- **DATASET ENTRIES**:

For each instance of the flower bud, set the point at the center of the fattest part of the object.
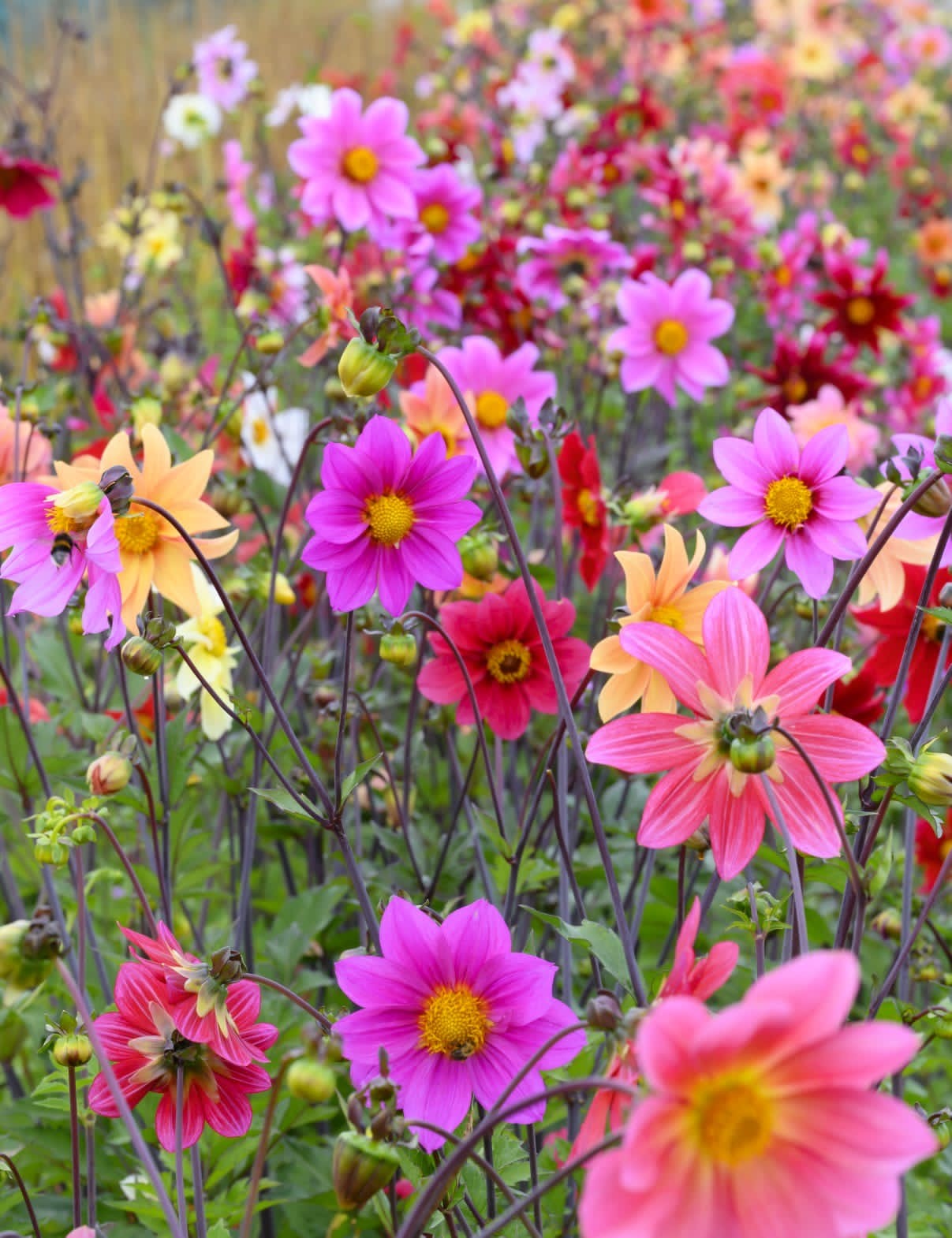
(362, 1168)
(108, 774)
(310, 1080)
(363, 369)
(141, 658)
(931, 779)
(72, 1050)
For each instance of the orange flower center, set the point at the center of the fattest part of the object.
(509, 662)
(491, 408)
(733, 1121)
(789, 502)
(390, 518)
(138, 532)
(671, 337)
(360, 165)
(454, 1023)
(861, 311)
(435, 218)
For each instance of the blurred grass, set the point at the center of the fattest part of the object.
(113, 86)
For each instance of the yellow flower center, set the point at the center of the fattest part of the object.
(215, 633)
(734, 1121)
(138, 532)
(789, 502)
(491, 408)
(509, 662)
(671, 337)
(588, 508)
(435, 218)
(669, 616)
(390, 518)
(861, 311)
(360, 165)
(454, 1023)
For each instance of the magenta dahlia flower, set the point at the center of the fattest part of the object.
(666, 339)
(145, 1049)
(764, 1117)
(388, 519)
(54, 544)
(793, 498)
(567, 253)
(457, 1012)
(715, 760)
(495, 382)
(445, 206)
(358, 166)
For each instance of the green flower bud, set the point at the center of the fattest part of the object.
(362, 1168)
(363, 369)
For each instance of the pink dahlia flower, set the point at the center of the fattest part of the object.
(445, 207)
(456, 1010)
(793, 498)
(206, 1007)
(358, 166)
(52, 551)
(762, 1114)
(499, 643)
(146, 1050)
(561, 254)
(717, 759)
(666, 339)
(497, 382)
(388, 519)
(224, 71)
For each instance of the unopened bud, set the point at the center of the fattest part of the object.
(363, 369)
(362, 1168)
(108, 774)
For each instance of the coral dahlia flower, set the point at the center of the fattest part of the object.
(666, 339)
(456, 1010)
(652, 595)
(146, 1051)
(358, 166)
(715, 760)
(499, 642)
(793, 498)
(21, 186)
(154, 556)
(389, 519)
(763, 1113)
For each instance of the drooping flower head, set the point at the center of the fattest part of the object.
(499, 642)
(666, 339)
(767, 1109)
(793, 499)
(456, 1010)
(389, 519)
(358, 166)
(146, 1050)
(717, 758)
(56, 539)
(495, 382)
(652, 595)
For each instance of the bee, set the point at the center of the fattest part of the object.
(62, 549)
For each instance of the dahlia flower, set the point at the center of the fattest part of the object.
(495, 382)
(358, 166)
(389, 519)
(456, 1010)
(666, 339)
(793, 499)
(146, 1051)
(499, 643)
(717, 758)
(764, 1111)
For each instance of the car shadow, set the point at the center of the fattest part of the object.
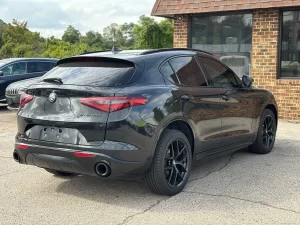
(120, 191)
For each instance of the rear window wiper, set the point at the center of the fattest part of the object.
(53, 80)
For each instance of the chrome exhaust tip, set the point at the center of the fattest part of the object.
(102, 169)
(16, 156)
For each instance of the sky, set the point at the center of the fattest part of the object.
(52, 17)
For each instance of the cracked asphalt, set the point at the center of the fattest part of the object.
(241, 188)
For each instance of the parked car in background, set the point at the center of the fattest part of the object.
(239, 64)
(15, 69)
(15, 90)
(141, 114)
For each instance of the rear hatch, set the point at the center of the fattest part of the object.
(72, 103)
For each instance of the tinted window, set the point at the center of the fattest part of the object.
(14, 69)
(34, 67)
(168, 72)
(105, 74)
(219, 74)
(188, 71)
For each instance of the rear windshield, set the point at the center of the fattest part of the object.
(104, 74)
(232, 62)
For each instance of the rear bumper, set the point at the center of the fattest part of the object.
(64, 159)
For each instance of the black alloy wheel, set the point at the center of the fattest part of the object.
(268, 131)
(172, 164)
(176, 163)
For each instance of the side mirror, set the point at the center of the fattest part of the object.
(247, 81)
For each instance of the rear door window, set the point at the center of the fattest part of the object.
(35, 67)
(187, 72)
(219, 74)
(14, 69)
(104, 74)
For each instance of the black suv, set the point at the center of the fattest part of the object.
(15, 69)
(141, 113)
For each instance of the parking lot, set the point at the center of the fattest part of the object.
(242, 188)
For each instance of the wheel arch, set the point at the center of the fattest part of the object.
(180, 125)
(274, 110)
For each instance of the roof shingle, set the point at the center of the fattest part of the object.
(170, 8)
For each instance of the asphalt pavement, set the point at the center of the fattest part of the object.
(240, 188)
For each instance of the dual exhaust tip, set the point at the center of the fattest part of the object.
(16, 156)
(103, 169)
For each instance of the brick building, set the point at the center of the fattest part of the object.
(260, 38)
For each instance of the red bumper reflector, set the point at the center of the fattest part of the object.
(22, 146)
(84, 155)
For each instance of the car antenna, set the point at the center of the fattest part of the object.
(116, 50)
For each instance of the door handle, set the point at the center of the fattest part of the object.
(225, 98)
(186, 97)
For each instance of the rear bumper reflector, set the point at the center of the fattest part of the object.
(22, 146)
(84, 155)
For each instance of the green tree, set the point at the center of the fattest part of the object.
(113, 35)
(150, 34)
(19, 41)
(2, 29)
(167, 27)
(93, 39)
(127, 30)
(71, 35)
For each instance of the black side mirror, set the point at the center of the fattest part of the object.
(247, 81)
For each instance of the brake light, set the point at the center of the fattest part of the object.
(112, 104)
(25, 98)
(22, 146)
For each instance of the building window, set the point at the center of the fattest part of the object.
(290, 45)
(228, 37)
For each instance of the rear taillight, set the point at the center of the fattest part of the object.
(112, 104)
(25, 98)
(22, 146)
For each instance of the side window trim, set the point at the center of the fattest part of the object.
(174, 70)
(207, 78)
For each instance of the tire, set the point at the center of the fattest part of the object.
(59, 173)
(166, 175)
(260, 145)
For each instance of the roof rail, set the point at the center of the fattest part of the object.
(173, 49)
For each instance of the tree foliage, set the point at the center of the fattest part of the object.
(16, 40)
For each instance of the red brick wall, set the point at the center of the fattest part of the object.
(175, 7)
(265, 62)
(181, 32)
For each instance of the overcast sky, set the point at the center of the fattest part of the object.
(52, 17)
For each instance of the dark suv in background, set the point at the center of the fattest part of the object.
(16, 69)
(141, 113)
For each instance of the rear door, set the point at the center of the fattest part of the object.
(200, 103)
(71, 105)
(236, 102)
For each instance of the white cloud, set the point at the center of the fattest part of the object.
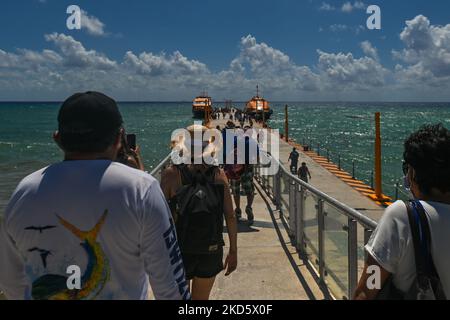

- **WHAT IS BEING ASKED**: Which lines in the material above contain the string "exhaust"? Copy each of those lines in full, and treat uppercase and lowercase as different.

- **ANSWER BELOW**:
For each instance of the chrome exhaust tip, set the point at the center of the fattest part of the object.
For each instance of the dual exhaust tip, set the point at the center of the fattest part of the object.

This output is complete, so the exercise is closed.